There is no high, better than buying the low of the day, and selling the high print. I chase that high every day.

 

Fair enough. Given that you're so short term and look at other asset classes would love to hear a little bit more about your process/analysis (without revealing any secret sauce) of factoring in a mix of assets into a trade. Obviously no two trades are the same but from a guy who takes medium term positions based on fundamentals in the commodity space, really interested in the type of analysis that goes into the shorter term in rates and fx.

 

1st, i don't trade during times of exceptional volatility (Trump election, FOMC, NFP)...i'll be flat during those events. I prefer to wait and see how the market reacts (both to the news itself, as well as the market reaction to the initial market reaction. (for example, ES sold off to limit down at 1am the night of the Trump election, but was then bought in size off the lows, and the market has rallied ever since....so the 2nd reaction has been the dominant theme...this is the case more often than not)

This gives me clarity as to the ensueing trend, and helps me shape my view. Then we ad technicals. I have my own secret sauce, but you will do a lot of good by finding a timeframe that tends to respect its bollinger band (you also need to find the correct parameters for whatever technical study you use...don't just accept the defaults...for example, defautl bollinger bands use a 20 bar avg anbd 2 st.deviations...but who said 20 bars is the correct number of bars...and who said 2 st.devs was the correct number of st.devs? If you play with the params, you can find something that makes sense to you.)

Then, you got to learn technical analysis...it will teach you to read how price develops....so you can see when large players are buying / selling. This (in my opinion) is the key to trading.

 

I'm currently an analyst at what you'd call "BB IT (programming)" in equities. You mentioned that you became a desk quant after working closely with the traders on some IT projects.

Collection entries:

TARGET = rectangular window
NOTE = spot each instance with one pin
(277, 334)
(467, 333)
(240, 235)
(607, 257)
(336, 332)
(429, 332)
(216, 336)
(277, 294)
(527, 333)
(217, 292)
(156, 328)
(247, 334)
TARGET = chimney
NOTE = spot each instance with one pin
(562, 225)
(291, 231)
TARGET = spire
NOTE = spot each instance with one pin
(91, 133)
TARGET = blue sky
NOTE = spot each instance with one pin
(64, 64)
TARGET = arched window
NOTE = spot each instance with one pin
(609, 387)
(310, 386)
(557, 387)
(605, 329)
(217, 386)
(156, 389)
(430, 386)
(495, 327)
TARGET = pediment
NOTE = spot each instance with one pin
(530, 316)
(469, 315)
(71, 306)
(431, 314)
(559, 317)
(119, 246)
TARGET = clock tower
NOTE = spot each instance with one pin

OBJECTIVE 1
What are the default settings for Bollinger bands, according to the trading discussion?
OBJECTIVE 2
Carry on the trading discussion from its last sentence.
The items have nothing to do with the trading discussion.

RESPONSE 1
They use a 20-bar average and 2 standard deviations.

RESPONSE 2
When did you develop your finance/trading knowledge? Did you have to learn this for your usual projects or you had to learn it yourself off the job? If so, how did you get the traders to treat you seriously that you know something about trading?

 

i learned as much as i could on my own...i read every book on trading, technical analysis, options, futures, bonds, swaps, trading psychology, market profile, etc...every book that i could find...i probably read over 50 books over the span of 1-2 years...plus lots of videos

THEN, when i felt comfortable, i approached a trader that i was doing IT work for and started asking questions. At first my questions were all tangentially related to the IT projects that i was working on....but then as my relationship with the traders became more comfortable, then i started asking questions that were inspired by my own research and curiosity. It was a natural progression, because i was legit interested...not just in "trading" as a theoretical exercise, but i was paper trading, and i had questions about markets...such as "why did the market rally after this event?" "why didn't the market reverse after this other thing happened?" "why is this curve so flat?" etc...

 

Thanks for such an informative AMA. My aim is to build a profile for trading in 2 years. I have a CS background so I know C++ and VBA. Currently I'm in a master's degree specialising in Financial Markets.

Following your advice in another thread I opened a paper trading account with Interactive Brokers. But I don't know what to do from there.

So I decided to start reading books on trading such as Market Wizards to get a general idea about trading. Not only that but I also spend 3 hours every day reading the Financial Times.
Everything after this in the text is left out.